* STATED TASK: Extract each line of the material below that contains the string "building". Letter case is significant.

[START LISTED ENTRIES]

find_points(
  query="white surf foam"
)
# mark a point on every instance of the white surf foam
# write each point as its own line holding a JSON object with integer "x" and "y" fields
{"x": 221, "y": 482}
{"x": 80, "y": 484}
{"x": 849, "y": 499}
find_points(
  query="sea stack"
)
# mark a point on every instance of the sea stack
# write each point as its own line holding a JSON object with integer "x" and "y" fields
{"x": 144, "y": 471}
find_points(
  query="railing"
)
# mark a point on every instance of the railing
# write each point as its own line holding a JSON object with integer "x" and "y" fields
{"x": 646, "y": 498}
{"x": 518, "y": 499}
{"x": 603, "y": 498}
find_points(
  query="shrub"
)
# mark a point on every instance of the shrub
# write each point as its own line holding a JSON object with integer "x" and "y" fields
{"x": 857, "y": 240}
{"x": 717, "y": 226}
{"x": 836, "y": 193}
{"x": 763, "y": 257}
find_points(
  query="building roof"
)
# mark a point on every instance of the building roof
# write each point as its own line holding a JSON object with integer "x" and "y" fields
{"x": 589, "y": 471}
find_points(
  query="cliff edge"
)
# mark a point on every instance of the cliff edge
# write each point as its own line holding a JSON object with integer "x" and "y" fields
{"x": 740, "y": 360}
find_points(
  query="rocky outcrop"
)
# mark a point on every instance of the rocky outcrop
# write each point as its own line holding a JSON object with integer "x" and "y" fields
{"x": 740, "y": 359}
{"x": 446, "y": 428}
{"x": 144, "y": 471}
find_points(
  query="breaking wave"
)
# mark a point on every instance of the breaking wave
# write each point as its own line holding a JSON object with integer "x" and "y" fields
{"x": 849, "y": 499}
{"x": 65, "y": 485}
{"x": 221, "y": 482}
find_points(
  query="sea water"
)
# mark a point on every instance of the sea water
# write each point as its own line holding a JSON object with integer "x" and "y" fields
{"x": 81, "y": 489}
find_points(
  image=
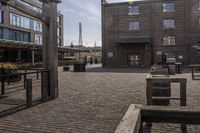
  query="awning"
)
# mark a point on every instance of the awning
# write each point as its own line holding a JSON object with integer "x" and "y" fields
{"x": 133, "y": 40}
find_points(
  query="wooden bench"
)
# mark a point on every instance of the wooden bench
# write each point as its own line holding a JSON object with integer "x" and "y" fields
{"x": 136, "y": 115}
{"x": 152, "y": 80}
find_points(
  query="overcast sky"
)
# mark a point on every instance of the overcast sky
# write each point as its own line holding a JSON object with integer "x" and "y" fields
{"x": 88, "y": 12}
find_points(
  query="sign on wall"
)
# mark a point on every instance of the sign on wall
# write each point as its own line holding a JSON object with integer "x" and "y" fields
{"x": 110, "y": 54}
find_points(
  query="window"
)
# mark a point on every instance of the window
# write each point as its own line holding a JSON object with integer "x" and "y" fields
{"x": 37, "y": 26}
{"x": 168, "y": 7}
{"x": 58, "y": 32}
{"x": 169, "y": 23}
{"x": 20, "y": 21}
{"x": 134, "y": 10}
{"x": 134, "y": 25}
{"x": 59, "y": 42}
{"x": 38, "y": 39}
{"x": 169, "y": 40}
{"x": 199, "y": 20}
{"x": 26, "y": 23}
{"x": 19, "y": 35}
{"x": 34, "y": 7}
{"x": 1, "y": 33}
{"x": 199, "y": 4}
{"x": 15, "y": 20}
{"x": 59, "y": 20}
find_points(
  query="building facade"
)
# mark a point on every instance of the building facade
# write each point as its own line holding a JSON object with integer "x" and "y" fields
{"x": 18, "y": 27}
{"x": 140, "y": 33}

[END LISTED ENTRIES]
[START LISTED ENTRIES]

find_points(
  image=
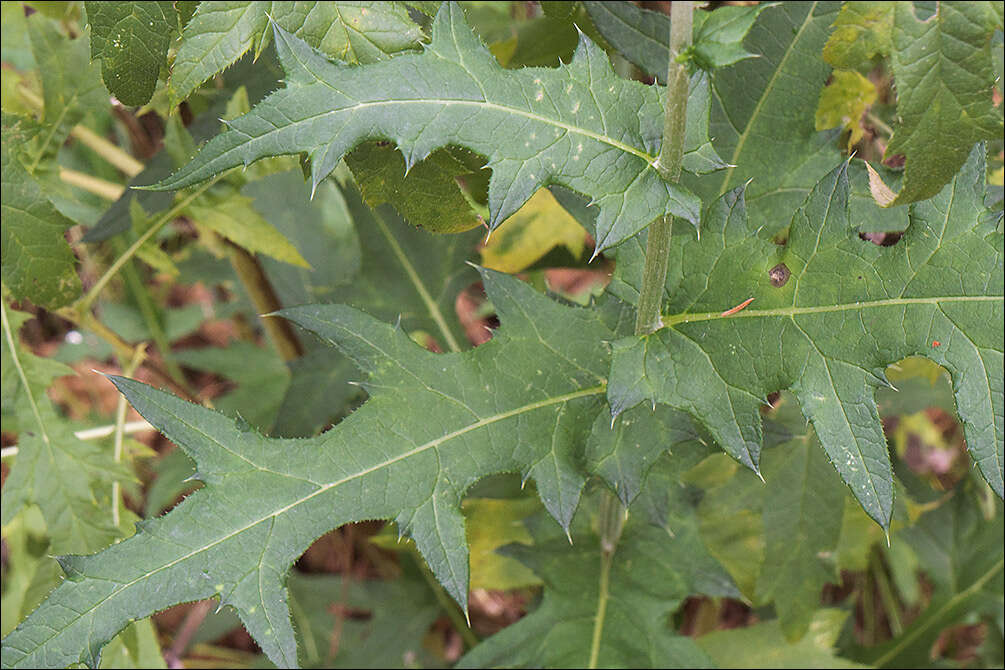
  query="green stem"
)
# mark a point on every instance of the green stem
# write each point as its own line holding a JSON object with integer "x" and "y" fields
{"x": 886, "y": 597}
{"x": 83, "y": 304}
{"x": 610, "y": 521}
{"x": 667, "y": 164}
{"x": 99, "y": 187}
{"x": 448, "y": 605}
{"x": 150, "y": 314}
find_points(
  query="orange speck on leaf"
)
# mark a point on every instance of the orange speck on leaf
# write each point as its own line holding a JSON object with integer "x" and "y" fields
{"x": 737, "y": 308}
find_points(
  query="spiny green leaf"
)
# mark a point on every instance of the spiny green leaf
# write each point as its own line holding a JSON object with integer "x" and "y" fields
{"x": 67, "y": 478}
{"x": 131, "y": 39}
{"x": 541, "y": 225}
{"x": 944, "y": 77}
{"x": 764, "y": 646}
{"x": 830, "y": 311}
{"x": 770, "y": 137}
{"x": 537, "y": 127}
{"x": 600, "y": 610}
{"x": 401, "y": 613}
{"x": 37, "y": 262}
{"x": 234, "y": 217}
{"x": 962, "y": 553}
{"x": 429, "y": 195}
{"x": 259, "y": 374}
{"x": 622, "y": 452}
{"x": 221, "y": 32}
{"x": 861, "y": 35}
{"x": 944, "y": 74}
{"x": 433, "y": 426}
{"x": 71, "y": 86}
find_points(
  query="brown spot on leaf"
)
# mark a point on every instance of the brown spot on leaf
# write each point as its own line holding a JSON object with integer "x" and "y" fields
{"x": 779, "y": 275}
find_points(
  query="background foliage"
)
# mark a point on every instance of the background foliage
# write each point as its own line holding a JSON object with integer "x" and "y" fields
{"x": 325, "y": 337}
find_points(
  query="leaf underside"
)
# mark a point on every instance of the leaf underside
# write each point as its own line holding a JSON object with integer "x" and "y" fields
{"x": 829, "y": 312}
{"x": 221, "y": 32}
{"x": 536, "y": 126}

[END LISTED ENTRIES]

* EXERCISE ANSWER:
  query="building roof"
# mark a point on every instance of the building roof
  query="building facade"
# mark a point on every instance of the building facade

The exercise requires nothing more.